:: Study questions ::
A. According to the passage on Mr Bush's budget deficit, what was the estimated deficit in 2004?
B. Extend the passage on Mr Bush's budget deficit and policy goals, picking up after its final sentence.

And that forbearance with the veto has given Mr Bush a second problem. His inability or unwillingness to scrap a spending programme here or there helped push the budget deficit to an estimated $422 billion in 2004, according to the Congressional Budget Office. The war in Iraq remains a big drain on the public coffers, and administration officials—including Condoleezza Rice, the incoming secretary of state, in her confirmation hearings this week—have steadfastly refused to offer any timetable for pulling out American forces. But September 11th and the war in Iraq do not give Mr Bush a blanket excuse for the red ink: discretionary spending on things other than defence grew faster in his first years as president than it had in Mr Clinton’s last years in office.

So the fiscal squeeze will make it hard for Mr Bush to achieve his two biggest goals: reforming the tax code and introducing private accounts into Social Security, the federal pensions programme. Overhauling Social Security will incur big transition costs, even if the move to private accounts is eventually successful. Reforming the tax system need not, in principle, make the deficit worse. But if Mr Bush simplifies the tax code (which is politically popular) he will also have to broaden the tax base (which is not).

:: Supplied entries ::
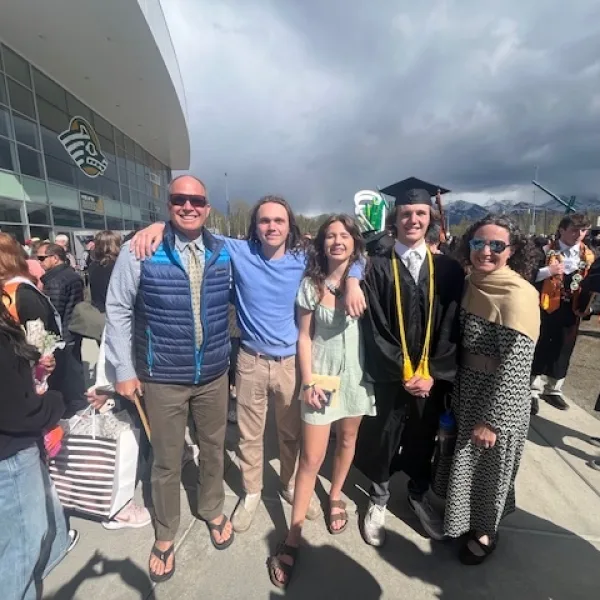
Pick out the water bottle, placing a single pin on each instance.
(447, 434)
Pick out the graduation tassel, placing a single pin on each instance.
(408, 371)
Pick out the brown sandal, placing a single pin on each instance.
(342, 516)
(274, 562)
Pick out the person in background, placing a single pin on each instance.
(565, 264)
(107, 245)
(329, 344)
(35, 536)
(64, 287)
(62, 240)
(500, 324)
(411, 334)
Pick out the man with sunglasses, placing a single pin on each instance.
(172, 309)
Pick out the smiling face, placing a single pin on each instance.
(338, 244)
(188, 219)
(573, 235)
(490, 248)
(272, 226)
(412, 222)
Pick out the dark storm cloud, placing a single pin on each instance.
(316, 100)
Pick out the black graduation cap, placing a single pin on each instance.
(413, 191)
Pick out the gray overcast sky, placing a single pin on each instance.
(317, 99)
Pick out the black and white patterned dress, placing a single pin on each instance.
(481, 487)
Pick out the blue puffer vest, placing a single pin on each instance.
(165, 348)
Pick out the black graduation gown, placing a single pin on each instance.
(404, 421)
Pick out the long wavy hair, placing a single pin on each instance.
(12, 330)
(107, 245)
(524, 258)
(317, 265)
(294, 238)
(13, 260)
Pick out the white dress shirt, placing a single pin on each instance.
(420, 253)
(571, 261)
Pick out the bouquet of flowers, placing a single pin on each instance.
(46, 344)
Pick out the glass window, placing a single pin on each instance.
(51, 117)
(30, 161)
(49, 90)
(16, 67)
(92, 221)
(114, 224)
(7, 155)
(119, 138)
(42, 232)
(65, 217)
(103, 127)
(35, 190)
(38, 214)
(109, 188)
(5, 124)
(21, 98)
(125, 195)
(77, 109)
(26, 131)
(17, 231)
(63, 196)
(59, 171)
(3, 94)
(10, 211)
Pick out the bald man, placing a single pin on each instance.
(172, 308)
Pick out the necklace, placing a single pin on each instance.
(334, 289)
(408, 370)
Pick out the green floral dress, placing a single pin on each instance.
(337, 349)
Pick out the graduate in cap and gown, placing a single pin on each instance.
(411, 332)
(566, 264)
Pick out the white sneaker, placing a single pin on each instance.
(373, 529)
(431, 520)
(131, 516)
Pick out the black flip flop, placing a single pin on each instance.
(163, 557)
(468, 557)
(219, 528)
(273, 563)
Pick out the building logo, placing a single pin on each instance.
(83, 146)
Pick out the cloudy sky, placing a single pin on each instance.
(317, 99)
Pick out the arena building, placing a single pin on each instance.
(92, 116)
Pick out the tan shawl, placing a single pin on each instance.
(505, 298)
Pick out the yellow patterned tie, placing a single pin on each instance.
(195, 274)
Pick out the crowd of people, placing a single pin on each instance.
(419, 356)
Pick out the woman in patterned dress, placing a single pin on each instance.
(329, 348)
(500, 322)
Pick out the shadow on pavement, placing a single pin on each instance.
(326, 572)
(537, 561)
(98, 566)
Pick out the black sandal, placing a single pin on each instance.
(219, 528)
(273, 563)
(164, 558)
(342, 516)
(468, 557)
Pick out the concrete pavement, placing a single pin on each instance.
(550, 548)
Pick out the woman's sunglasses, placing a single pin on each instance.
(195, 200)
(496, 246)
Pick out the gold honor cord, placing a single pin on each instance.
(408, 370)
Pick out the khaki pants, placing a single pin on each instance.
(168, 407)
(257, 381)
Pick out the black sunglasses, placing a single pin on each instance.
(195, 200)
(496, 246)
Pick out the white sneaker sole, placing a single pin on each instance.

:: List of answers ::
A. An estimated $422 billion, according to the Congressional Budget Office.

B.
The prospects for Social Security reform depend on who wins the communications war. The president and his allies have sought to portray the pensions scheme as being in crisis, running soon into pools of red ink that will force a rise in the retirement age or cuts in benefits. This has meant exaggerating the immediacy of the problem—the system’s inflows will not fall short of its payments until 2018. But Mr Bush is right to point out that the programme is on an unsustainable path. To balance the scary talk of a crisis, his team has come up with the sunny phrase “ownership society”. Giving Americans a personal account in which they can invest part of their own payroll taxes will give them a sense of control over their retirement.

The Democrats will have their own communications strategy. In particular, they will raise the spectre of cuts in guaranteed benefits: if the contributions of the young are siphoned off into private accounts, there is no way to promise current levels of benefits to the old without actually making the deficit worse. And the Democrats have experience in demagoguery on entitlement cuts. In the late 1990s, they successfully painted the Republican Congress’s plans to slow Medicare growth as throwing Granny out of her wheelchair. Now, the Democrats will say, the Republicans want to snatch the pension from her purse, too.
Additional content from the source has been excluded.